__GIVEN PROBLEM__:
Write all of the entries below as a two-column CSV with the header row "instruction" and "keypoints", one row per entry. Put each entry's text and its answer in a quoted field, with any line breaks replaced by spaces.

__EXCERPTED DATA__:
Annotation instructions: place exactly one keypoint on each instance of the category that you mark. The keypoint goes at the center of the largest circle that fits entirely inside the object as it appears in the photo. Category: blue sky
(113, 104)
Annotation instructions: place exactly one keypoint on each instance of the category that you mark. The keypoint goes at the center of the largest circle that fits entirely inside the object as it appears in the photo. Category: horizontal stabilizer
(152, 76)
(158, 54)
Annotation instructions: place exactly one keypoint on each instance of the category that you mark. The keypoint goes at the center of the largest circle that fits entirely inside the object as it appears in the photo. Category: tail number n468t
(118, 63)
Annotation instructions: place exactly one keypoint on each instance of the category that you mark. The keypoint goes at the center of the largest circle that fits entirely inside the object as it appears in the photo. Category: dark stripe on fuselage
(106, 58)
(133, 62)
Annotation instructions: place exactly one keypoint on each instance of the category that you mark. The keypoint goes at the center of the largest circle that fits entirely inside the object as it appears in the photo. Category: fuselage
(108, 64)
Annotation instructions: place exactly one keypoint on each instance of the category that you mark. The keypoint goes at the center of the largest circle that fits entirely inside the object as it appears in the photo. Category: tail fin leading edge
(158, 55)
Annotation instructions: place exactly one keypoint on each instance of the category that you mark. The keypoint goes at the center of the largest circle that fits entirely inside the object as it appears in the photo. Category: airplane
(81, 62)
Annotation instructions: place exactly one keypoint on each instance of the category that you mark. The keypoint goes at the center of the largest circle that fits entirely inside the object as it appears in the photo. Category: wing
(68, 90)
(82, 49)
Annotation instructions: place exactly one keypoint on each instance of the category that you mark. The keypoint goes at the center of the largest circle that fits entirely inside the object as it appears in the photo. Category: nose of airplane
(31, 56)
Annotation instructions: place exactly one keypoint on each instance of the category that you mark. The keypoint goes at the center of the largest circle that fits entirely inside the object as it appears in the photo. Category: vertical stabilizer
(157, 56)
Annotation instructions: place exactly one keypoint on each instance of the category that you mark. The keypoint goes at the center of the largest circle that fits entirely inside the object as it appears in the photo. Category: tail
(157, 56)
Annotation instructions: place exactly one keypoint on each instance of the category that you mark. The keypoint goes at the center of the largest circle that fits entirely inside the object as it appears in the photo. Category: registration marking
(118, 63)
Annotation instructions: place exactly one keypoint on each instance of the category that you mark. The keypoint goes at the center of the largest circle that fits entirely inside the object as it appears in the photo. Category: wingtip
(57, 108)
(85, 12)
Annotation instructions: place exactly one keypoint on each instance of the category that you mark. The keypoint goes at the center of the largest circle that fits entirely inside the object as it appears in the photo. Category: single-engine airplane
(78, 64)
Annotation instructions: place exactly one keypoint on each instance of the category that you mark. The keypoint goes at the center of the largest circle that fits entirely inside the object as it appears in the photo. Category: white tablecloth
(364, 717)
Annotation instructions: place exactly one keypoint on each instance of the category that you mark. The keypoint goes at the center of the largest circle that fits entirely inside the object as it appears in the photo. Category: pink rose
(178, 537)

__SOLUTION FOR THIS PROBLEM__:
instruction,keypoints
"Annotation instructions: place exactly one keypoint on each instance of the category that you mark. The keypoint goes at the center of the largest circle that fits entirely inside the object as it appears in the photo. Category: blue sky","(113, 104)"
"Annotation instructions: place exactly one keypoint on each instance of the category that you mark. The keypoint goes at the center of the largest circle that fits entirely inside the object as it appears in the photo. Category: horizontal stabilizer","(152, 76) (158, 54)"
"Annotation instructions: place exactly one keypoint on each instance of the category that you mark. The keypoint goes at the center of the largest circle that fits entirely inside the object as it appears in the photo. Category: tail number n468t","(118, 63)"
"Annotation instructions: place exactly one keypoint on each instance of the category that you mark. The keypoint goes at the center of the largest circle that fits entirely inside the object as it appears in the photo. Category: dark stripe on fuselage","(106, 58) (133, 62)"
"Annotation instructions: place exactly one keypoint on each instance of the category that you mark. The keypoint goes at the center of the largest circle that fits entirely inside the object as it appears in the photo. Category: fuselage","(108, 64)"
"Annotation instructions: place exactly one keypoint on each instance of the category that you mark. The keypoint goes at the center of the largest circle that fits entirely inside the object as it appears in the photo. Category: tail fin leading edge","(158, 55)"
"Annotation instructions: place exactly one keypoint on each instance of the category that you mark. The keypoint goes at the center of the largest circle that fits entirely inside the object as it appears in the photo. Category: airplane","(81, 62)"
"Annotation instructions: place exactly one keypoint on each instance of the category that you mark. The keypoint goes at the center of the largest circle that fits entirely inside the object as it appears in the photo. Category: wing","(68, 90) (82, 49)"
"Annotation instructions: place exactly one keypoint on each instance of the category that you mark. The keypoint goes at the center of the largest circle that fits entirely inside the object as it appears in the photo. Category: nose of airplane","(31, 56)"
"Annotation instructions: place exactly one keypoint on each instance of the category that you mark. The keypoint goes at the center of the largest circle that fits entirely inside the object as it appears in the photo. Category: vertical stabilizer","(157, 56)"
"Annotation instructions: place exactly one keypoint on each instance of the category that you mark. The keypoint goes at the center of the largest circle that fits entirely inside the object as it appears in the photo. Category: tail","(157, 56)"
"Annotation instructions: place exactly one keypoint on each instance of the category that you mark. The keypoint goes at the center of the largest circle that fits entirely inside the object as it appears in the photo. Category: registration marking","(118, 63)"
"Annotation instructions: place exactly one keypoint on each instance of the category that you mark. The keypoint goes at the center of the largest circle that fits entirely inside the object as it appears in the photo. Category: wingtip","(57, 108) (85, 12)"
"Annotation instructions: place exactly one keypoint on each instance of the category that you mark. The keypoint goes at the center of the largest circle that fits entirely inside the object as it appears in the photo. Category: single-engine airplane","(78, 64)"
"Annotation instructions: place exactly one keypoint on each instance of the category that you mark. The keypoint goes at the center of the largest circle that fits entirely inside the object as it appears in the photo. Category: white tablecloth","(364, 717)"
"Annotation instructions: place exactly one keypoint on each instance of the category that you mark. The keypoint goes at the center of the largest circle that fits entirely inside the object as it appears in the photo. Category: pink rose","(178, 537)"